Short problem: Every line from the one that holds "Can you see the speaker" through the final line should be returned exactly. Omit the pictures.

Data shown:
________
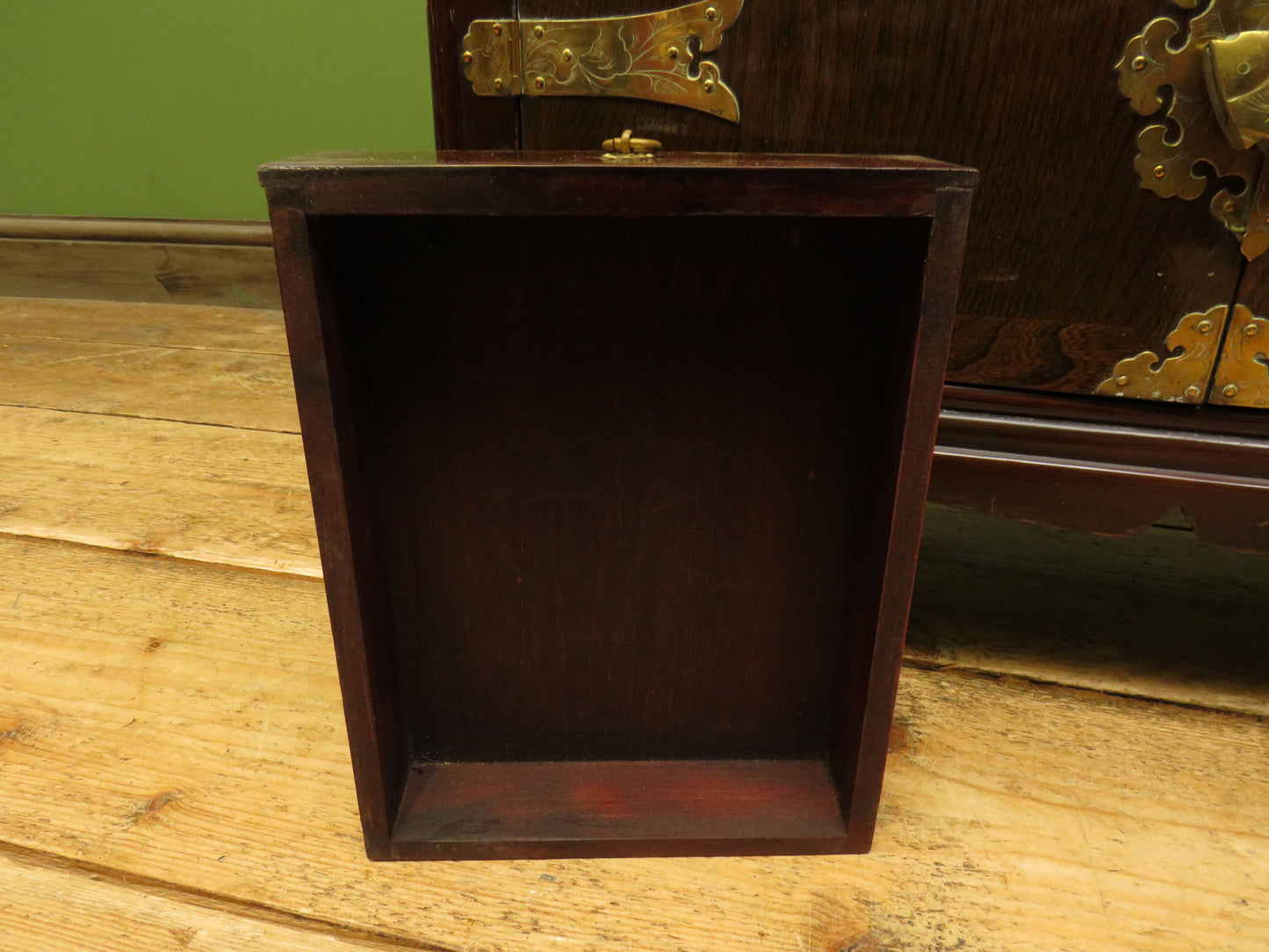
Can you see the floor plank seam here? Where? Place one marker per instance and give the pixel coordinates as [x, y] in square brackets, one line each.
[142, 416]
[168, 556]
[213, 901]
[133, 343]
[923, 664]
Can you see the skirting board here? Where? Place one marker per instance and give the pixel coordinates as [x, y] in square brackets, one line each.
[139, 259]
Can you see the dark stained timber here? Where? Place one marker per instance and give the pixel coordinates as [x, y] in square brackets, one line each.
[618, 476]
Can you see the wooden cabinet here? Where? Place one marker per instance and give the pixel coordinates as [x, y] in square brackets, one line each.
[1071, 268]
[618, 472]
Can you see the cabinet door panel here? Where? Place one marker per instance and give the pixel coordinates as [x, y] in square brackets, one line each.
[1071, 267]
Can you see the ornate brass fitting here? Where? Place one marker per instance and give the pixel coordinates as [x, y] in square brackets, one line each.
[627, 148]
[1220, 110]
[650, 56]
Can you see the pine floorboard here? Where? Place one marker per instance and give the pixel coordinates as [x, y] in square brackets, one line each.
[174, 767]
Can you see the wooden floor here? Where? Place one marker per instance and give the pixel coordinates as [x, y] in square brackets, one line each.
[1069, 772]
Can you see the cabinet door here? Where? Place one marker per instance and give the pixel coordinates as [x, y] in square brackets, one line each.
[1070, 268]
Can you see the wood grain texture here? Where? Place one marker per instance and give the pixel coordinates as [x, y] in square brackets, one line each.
[559, 530]
[145, 487]
[201, 744]
[1066, 251]
[227, 276]
[54, 906]
[179, 231]
[225, 387]
[198, 327]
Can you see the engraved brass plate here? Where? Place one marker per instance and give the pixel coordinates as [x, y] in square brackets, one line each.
[1182, 377]
[1217, 69]
[1243, 373]
[653, 56]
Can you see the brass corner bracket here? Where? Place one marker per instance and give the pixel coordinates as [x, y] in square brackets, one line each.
[650, 56]
[1217, 69]
[1183, 377]
[1243, 372]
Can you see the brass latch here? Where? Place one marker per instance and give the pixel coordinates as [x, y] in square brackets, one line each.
[626, 148]
[650, 56]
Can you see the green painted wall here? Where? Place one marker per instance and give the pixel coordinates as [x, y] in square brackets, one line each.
[164, 110]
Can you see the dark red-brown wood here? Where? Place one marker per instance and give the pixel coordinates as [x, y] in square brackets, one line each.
[618, 475]
[1070, 265]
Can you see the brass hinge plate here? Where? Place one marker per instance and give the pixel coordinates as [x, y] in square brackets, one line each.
[652, 56]
[1243, 372]
[1182, 377]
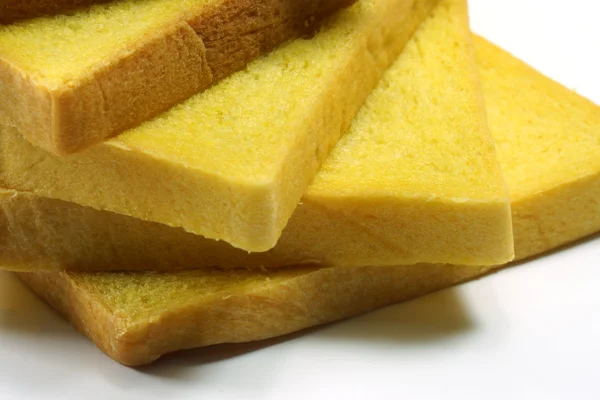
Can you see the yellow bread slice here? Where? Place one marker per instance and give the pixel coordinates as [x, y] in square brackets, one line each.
[425, 208]
[232, 163]
[12, 10]
[136, 317]
[70, 81]
[548, 143]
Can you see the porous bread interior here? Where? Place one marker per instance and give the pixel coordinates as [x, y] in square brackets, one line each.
[548, 140]
[175, 324]
[232, 162]
[390, 221]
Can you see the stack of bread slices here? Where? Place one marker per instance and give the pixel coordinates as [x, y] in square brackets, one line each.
[182, 173]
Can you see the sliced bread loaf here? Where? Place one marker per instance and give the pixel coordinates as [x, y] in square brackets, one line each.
[137, 317]
[70, 81]
[233, 162]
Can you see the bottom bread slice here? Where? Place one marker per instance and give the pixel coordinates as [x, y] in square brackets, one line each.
[137, 317]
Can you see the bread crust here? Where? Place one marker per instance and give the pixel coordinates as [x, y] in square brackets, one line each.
[182, 59]
[303, 299]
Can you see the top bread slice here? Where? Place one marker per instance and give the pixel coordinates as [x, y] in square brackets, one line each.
[13, 10]
[384, 196]
[233, 162]
[70, 81]
[137, 317]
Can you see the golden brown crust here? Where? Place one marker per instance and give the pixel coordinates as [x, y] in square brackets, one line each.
[305, 299]
[13, 10]
[161, 72]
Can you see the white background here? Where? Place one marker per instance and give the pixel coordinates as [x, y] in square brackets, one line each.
[529, 332]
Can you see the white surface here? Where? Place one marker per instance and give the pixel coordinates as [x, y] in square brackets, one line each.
[528, 332]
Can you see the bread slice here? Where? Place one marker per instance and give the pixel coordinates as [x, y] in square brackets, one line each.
[13, 10]
[232, 163]
[548, 143]
[426, 208]
[137, 317]
[70, 81]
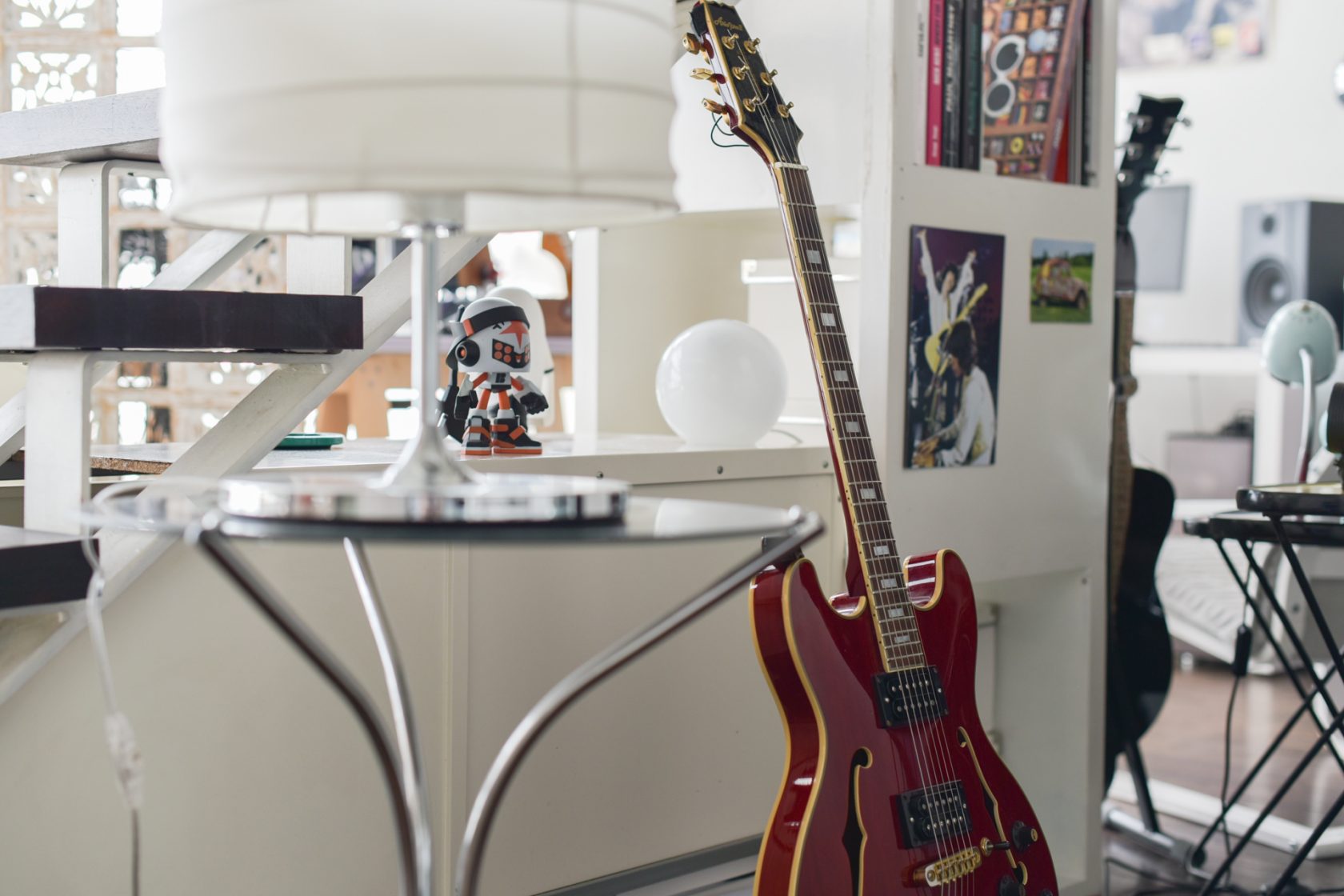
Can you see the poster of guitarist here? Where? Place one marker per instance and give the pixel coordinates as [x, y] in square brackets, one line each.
[956, 301]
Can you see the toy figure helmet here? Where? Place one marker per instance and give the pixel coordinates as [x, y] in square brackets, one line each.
[492, 338]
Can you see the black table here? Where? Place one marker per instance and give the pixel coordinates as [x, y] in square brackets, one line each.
[1288, 516]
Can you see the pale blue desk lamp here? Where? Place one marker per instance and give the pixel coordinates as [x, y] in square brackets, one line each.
[1302, 346]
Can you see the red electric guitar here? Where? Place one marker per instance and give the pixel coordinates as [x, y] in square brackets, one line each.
[891, 785]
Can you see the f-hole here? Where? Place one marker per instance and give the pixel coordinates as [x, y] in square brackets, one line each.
[854, 833]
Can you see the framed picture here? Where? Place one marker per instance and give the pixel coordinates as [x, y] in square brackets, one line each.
[952, 378]
[1061, 281]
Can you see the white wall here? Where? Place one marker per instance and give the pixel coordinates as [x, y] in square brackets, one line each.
[1261, 130]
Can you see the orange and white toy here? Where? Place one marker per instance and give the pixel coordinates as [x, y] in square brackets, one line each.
[494, 346]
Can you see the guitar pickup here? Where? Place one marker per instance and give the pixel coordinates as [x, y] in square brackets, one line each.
[933, 813]
[911, 694]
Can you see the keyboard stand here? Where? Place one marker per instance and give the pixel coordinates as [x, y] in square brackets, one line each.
[1314, 518]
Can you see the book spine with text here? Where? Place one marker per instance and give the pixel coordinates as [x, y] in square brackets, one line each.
[972, 82]
[952, 30]
[933, 126]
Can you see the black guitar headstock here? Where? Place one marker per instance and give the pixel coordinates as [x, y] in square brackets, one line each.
[1154, 124]
[749, 97]
[1152, 128]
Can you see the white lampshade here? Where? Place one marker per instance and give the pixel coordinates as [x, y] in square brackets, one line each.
[357, 117]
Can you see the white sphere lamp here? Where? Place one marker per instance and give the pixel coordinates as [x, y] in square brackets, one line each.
[722, 385]
[1302, 347]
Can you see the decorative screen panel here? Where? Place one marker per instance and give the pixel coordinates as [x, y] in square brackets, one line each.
[53, 15]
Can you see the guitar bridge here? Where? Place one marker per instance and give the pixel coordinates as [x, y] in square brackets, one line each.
[954, 866]
[911, 694]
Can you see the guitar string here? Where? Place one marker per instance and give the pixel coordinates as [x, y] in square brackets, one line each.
[785, 179]
[790, 180]
[915, 686]
[919, 727]
[930, 730]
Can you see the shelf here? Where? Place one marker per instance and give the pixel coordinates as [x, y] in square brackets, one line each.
[1195, 360]
[39, 569]
[134, 322]
[100, 130]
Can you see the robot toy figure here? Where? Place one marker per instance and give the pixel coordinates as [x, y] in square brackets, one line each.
[494, 346]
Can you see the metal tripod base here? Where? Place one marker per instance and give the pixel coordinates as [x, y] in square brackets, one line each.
[491, 498]
[1179, 850]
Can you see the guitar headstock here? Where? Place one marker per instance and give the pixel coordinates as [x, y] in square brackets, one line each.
[749, 97]
[1152, 128]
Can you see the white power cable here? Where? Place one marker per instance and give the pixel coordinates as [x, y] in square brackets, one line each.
[126, 761]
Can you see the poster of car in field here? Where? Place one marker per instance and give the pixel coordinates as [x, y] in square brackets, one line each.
[1061, 281]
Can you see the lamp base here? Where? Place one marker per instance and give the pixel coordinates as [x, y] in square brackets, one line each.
[491, 498]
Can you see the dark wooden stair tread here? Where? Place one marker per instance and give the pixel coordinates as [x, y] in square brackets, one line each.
[77, 318]
[41, 569]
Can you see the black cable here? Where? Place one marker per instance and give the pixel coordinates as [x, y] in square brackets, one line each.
[1227, 765]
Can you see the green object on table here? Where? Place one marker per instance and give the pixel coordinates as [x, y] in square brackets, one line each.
[308, 441]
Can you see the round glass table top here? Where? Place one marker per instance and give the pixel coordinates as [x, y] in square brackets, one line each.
[175, 506]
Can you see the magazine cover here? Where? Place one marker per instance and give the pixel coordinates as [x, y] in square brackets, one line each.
[1031, 50]
[1061, 281]
[952, 377]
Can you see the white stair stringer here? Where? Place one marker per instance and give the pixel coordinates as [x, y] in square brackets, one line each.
[250, 431]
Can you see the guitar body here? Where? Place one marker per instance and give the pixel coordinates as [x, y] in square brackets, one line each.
[1140, 668]
[891, 786]
[836, 828]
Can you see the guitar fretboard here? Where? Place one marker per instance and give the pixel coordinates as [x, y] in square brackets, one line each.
[866, 502]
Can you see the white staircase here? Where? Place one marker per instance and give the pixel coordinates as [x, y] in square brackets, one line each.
[93, 142]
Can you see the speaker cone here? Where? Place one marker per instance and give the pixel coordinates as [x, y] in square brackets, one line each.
[1268, 288]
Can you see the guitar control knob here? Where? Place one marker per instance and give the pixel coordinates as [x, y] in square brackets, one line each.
[1023, 836]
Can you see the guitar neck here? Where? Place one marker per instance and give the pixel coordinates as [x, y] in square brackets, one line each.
[1121, 465]
[873, 547]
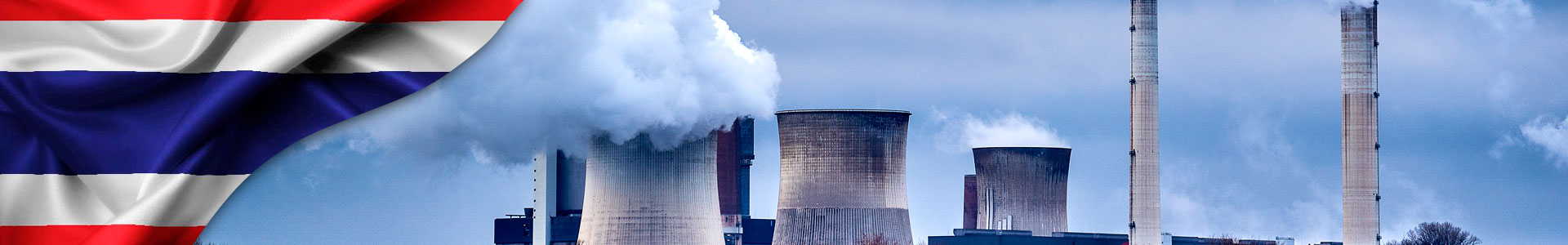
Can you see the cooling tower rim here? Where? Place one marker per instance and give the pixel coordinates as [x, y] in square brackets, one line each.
[843, 110]
[1019, 148]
________
Output of the exercise:
Can you see the speaker cone here? Where? Place one marker per instance and give the pixel coordinates as [x, y] in square brackets, one line each.
[1268, 288]
Can you see the guitar control knob here? Where? Place one marker per instance and give the pixel coordinates as [x, y] in square brackets, one line each.
[1023, 836]
Can you see the guitar neck here? Where? Place one marker per instance and give the pixel coordinates as [x, y] in square brackets, one line each.
[1121, 465]
[873, 547]
Can you see the cooling tower rim here? Where? Place one marker per instance and give the pixel coordinates as [x, y] in square brackets, one line each.
[843, 110]
[1019, 148]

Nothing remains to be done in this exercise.